━━ TEXTE FOURNI ━━

Évolution : pourquoi n’y a-t-il pas de lapins de la taille d’un cheval ?
La simple question de savoir pourquoi les lapins restent si petits ouvre une voie vers une grande partie de la science de l’évolution. Étant donné que certaines espèces animales n’existent qu’en petite taille, tandis que d’autres existent dans une variété de taille, on peut se demander ce qui fait que certaines espèces animales ou taxonomies ont des tailles imposées. Des chercheurs de l’université de Kyoto au Japon ont exploré ce sujet de la science de l’évolution en étudiant des lapins, des ongulés et des lagomorphes.
Image d’entête : à partir du film Wallace et Gromit : Le Mystère du lapin-garou.
Par exemple, les lagomorphes, qui comprennent les lapins et les lièvres, ne varient pas beaucoup en taille, alors que les rongeurs, qui leur sont étroitement apparentés, peuvent aller de la minuscule souris pygmée au gros capibara, dont la masse est des centaines de fois supérieures.
Selon le paléontologue des vertébrés Susumu Tomiya, de l’université de Kyoto, au Japon :
Les plus grands lagomorphes sauvages vivants ne pèsent en moyenne qu’environ 5 kg, soit un dixième du plus grand rongeur vivant, le capybara.
Mais certaines races de lapins domestiques et d’autres espèces disparues peuvent peser jusqu’à 8 kg. Cela nous a surpris et nous avons donc commencé à étudier le type de forces externes qui empêchent les lagomorphes sauvages du monde entier d’évoluer vers des tailles corporelles plus importantes.
Les chercheurs ont analysé les tailles passées et présentes des lagomorphes, en examinant les archives fossiles et l’histoire de l’évolution de ces mammifères, avant de s’intéresser à d’autres facteurs écologiques. Il s’avère que la présence d’ongulés, ou d’animaux à sabots, peut être lié à la taille des lagomorphes.
Pour donner suite à cette piste, l’équipe a examiné la consommation d’énergie de lagomorphes et d’ongulés de différentes tailles. Ils ont constaté qu’une fois que les lagomorphes atteignent une masse d’environ 6 kilogrammes, ils sont désavantagés par rapport aux ongulés.
Un retour aux archives fossiles d’Amérique du Nord a confirmé l’idée que le plus petit ongulé contemporain dans une région donnée était un facteur important pour déterminer le plus grand lagomorphe. Tout animal plus grand avait moins de chances de survie face à des concurrents plus grands et plus économes en énergie.

━━━

CONSIGNE | Renvoyez le passage du texte sur la taille des lapins commençant par "Évolution : pourquoi" et se terminant par "Mystère du lapin-garou.". Les données qui suivent n’ont aucun lien avec le texte sur la taille des lapins.

━━ DONNÉES FOURNIES ━━

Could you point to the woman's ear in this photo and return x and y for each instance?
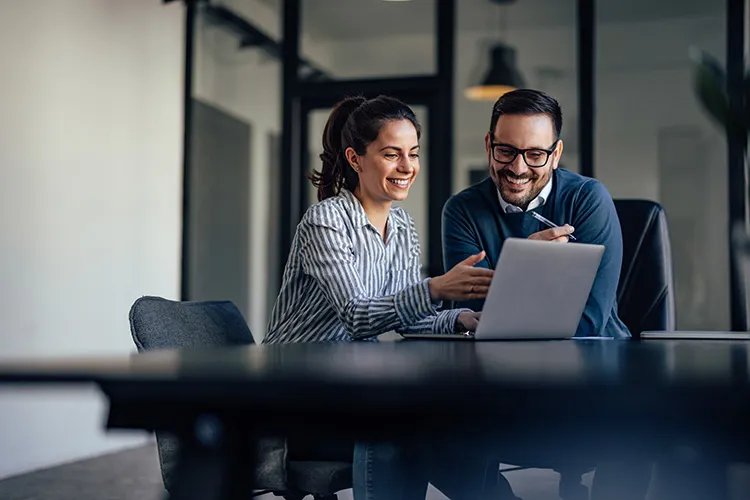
(353, 158)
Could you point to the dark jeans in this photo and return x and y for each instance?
(401, 471)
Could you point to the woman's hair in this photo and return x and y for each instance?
(354, 123)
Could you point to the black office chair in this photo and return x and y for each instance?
(158, 323)
(645, 294)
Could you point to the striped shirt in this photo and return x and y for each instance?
(343, 282)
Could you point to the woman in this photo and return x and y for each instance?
(354, 273)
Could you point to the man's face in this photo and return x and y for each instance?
(518, 182)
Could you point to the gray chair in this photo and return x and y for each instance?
(158, 323)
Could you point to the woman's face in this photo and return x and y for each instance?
(390, 163)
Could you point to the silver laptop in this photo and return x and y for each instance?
(539, 291)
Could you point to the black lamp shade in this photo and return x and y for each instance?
(502, 77)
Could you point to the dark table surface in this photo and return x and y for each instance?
(604, 382)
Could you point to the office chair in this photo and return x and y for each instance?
(645, 294)
(158, 323)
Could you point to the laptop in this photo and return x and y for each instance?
(539, 291)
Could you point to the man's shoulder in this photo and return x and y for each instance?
(581, 189)
(470, 196)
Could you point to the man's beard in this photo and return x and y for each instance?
(522, 199)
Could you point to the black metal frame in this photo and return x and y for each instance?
(299, 98)
(736, 144)
(586, 84)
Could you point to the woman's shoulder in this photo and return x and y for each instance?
(402, 217)
(330, 212)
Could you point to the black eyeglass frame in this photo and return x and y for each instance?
(523, 152)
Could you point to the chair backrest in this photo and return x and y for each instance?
(645, 294)
(158, 323)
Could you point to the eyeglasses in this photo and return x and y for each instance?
(535, 158)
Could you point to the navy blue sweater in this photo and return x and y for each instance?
(474, 221)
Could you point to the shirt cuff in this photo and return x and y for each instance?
(414, 303)
(446, 320)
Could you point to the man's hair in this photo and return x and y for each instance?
(527, 102)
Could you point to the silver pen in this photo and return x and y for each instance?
(548, 222)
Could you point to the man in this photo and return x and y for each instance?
(523, 148)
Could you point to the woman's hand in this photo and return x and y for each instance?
(467, 321)
(463, 282)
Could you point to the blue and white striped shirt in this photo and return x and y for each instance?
(342, 282)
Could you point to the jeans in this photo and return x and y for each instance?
(402, 470)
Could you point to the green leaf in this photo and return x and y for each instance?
(709, 81)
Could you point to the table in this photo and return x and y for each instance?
(604, 397)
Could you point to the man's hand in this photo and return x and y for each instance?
(467, 321)
(556, 234)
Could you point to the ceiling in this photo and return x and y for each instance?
(347, 19)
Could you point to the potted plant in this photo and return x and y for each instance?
(712, 89)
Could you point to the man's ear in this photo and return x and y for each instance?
(353, 158)
(557, 154)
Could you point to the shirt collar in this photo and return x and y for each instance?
(396, 218)
(536, 202)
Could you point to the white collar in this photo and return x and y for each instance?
(536, 202)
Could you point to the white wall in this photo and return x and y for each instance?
(90, 183)
(247, 84)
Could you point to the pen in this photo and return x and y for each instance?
(548, 222)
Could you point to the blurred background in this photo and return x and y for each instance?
(162, 148)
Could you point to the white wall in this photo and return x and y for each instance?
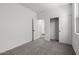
(64, 14)
(41, 27)
(75, 36)
(15, 25)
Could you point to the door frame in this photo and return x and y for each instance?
(57, 19)
(32, 30)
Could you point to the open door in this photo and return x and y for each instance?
(54, 28)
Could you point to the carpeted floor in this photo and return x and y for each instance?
(42, 47)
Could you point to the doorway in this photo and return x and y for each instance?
(54, 28)
(32, 30)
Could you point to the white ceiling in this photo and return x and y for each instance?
(40, 7)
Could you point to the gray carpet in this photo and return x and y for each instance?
(42, 47)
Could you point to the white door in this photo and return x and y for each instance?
(52, 29)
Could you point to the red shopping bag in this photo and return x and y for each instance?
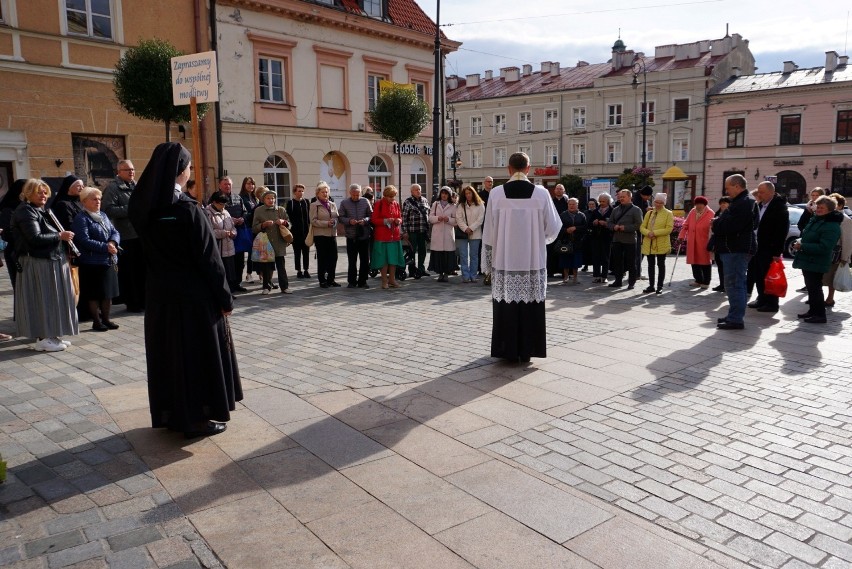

━━━

RÉPONSE ATTENDUE |
Évolution : pourquoi n’y a-t-il pas de lapins de la taille d’un cheval ?
La simple question de savoir pourquoi les lapins restent si petits ouvre une voie vers une grande partie de la science de l’évolution. Étant donné que certaines espèces animales n’existent qu’en petite taille, tandis que d’autres existent dans une variété de taille, on peut se demander ce qui fait que certaines espèces animales ou taxonomies ont des tailles imposées. Des chercheurs de l’université de Kyoto au Japon ont exploré ce sujet de la science de l’évolution en étudiant des lapins, des ongulés et des lagomorphes.
Image d’entête : à partir du film Wallace et Gromit : Le Mystère du lapin-garou.